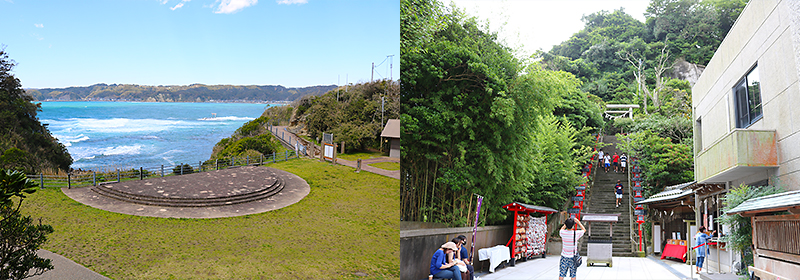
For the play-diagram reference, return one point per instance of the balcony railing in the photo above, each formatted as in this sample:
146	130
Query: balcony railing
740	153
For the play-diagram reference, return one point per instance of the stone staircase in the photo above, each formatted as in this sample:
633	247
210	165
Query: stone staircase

--

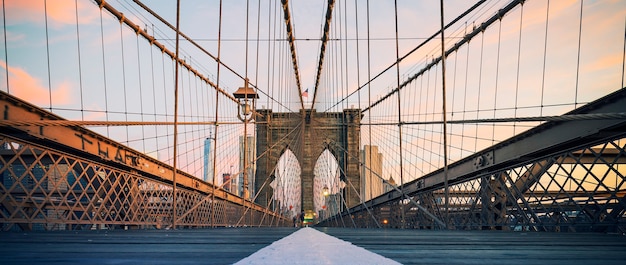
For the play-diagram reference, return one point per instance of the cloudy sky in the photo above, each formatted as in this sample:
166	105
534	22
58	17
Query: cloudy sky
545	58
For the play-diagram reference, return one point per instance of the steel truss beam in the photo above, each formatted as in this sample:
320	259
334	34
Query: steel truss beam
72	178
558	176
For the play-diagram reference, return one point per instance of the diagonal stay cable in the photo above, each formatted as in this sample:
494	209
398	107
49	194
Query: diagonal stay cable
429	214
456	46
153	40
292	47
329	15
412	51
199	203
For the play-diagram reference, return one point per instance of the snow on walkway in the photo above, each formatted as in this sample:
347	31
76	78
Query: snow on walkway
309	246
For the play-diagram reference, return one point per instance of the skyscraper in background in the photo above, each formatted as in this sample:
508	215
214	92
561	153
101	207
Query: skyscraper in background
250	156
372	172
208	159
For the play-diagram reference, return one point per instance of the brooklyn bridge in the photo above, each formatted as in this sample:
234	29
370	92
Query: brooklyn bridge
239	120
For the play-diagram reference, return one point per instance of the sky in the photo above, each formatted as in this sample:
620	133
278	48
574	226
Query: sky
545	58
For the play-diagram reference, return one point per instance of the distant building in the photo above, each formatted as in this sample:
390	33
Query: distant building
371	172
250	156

_ACTION ITEM:_
Search the material above for "stone". Copy each line that has it.

_COMPLETED TASK:_
For the play-diagram reference, return one point per instance of the stone staircase in the photo above, each formatted as in this sample:
Query: stone staircase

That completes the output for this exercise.